***** SELECTED EXTRACT
| | Michael Stuart Kelly wrote: "Let me put in a plug for Brazil on this "inventor of the airplane" thing. There is a Brazilian named Alberto Santos Dumont (called lovingly just "Santos Dumont" in Brazil), who is considered down there - and in South America in general - as the real inventor. My mouth fell open when I was first told that after I had moved there."
Yes, indeed! It so happens that I collect banknotes with aviation themes and Brazil has two distinct series (change of currency valuations) with Alberto Santos-Dumont on them. His autobiography appears in English from Dover books as My Airships. Santos-Dumont exemplified many of the qualities of the innovator. For one thing, he grew up socially isolated, but well-off, his family being owners of a successful coffee plantation. One result for him was that he had the opportunity to play with mechanical devices, taking them apart, improving them, and inventing new machinery for the plantation. His wealth also allowed him to build airships (dirigibles and balloons) and to fly them over Paris. I personally believe that the dirigible would be more prominent today if aviation were not controlled by governments.
All of that said, the fact is that Santos-Dumont was indeed granted an award by the International Federation of Aeronautiques for his "airplane." However, when the Wright Brothers read about this, they quit their three-year experiment in a cow pastrure outside Dayton and packed up for Paris. In truth, Santos-Dumont built a flier that was little more than a cruciform box kite which not so much flew as carried the passenger on directed crash.
**********
» **WHAT IS ASKED**
1. Say whether each statement agrees with the Santos-Dumont post, answering yes or no and quoting the deciding words of the text: (a) Santos-Dumont's family owned a coffee plantation. (b) After reading about the award, the Wright Brothers stayed near Dayton. (c) Santos-Dumont's autobiography is available in English under the title My Airships.
2. Go on with the Santos-Dumont post from the point where it stops.
***** GIVEN DATA
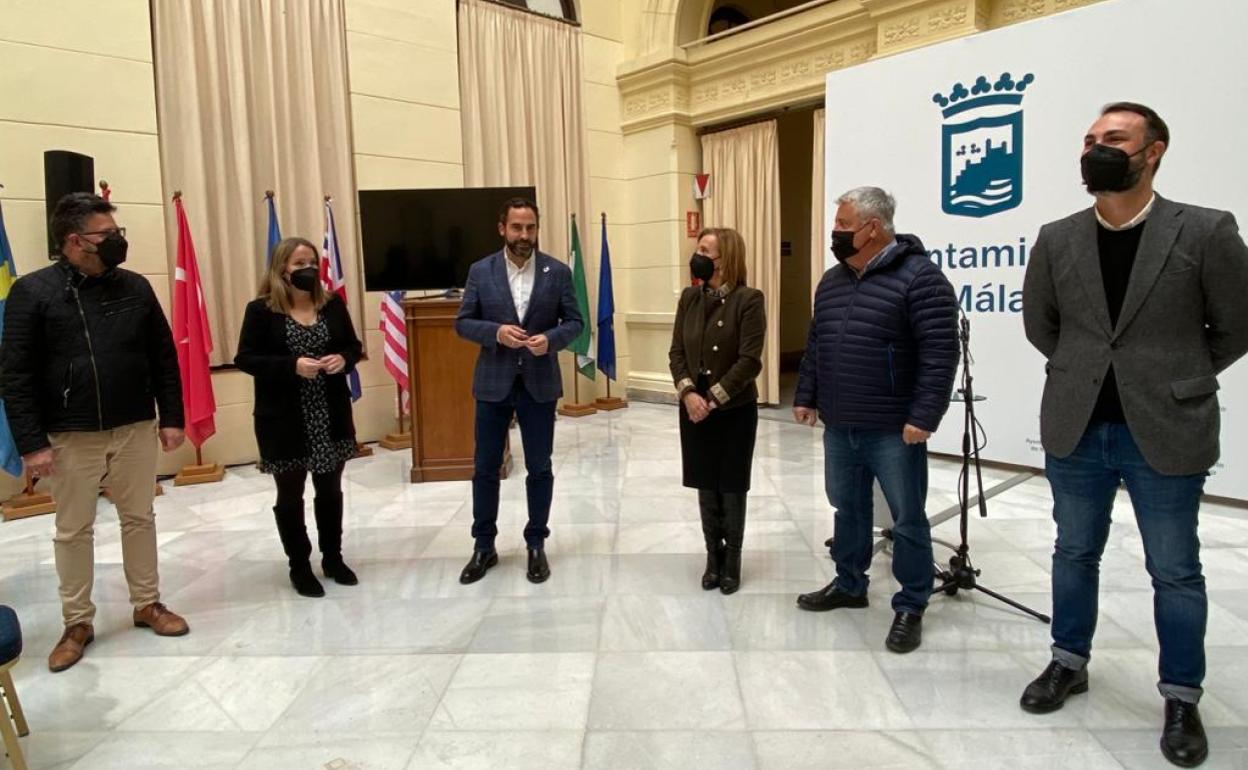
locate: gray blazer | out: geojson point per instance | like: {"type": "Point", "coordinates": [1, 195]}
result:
{"type": "Point", "coordinates": [488, 305]}
{"type": "Point", "coordinates": [1184, 320]}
**********
» **WRITTEN RESPONSES**
1.
(a) Yes: "his family being owners of a successful coffee plantation"
(b) No: "packed up for Paris"
(c) Yes: "His autobiography appears in English from Dover books as My Airships."

2.
Santos-Dumont could not circle.
When Wilbur Wright showed up at the LeMans airshow -- Orville was in America -- the brothers were jibed and jeered as fakers. When Wilbur Wright turned a circle over the LeMans racetrack, he silenced his detractors and made them his supporters.
(I did not say anything above about Philo T. Farnsworth. He was but one of several "inventors" of the television. SImilarly, Nicola Tesla sued Guglielmo Marconi for patent infringement. It does not detract from one person to acknowledge that another had a similar idea. This is one of the fallacies in patents -- and Ayn Rand's view of them. The Wright Brothers invented the airplane. That is the simple truth. The full story is somewhat more complicated. Alberto Santos-Dumont deserves recognition for his achievements as well.)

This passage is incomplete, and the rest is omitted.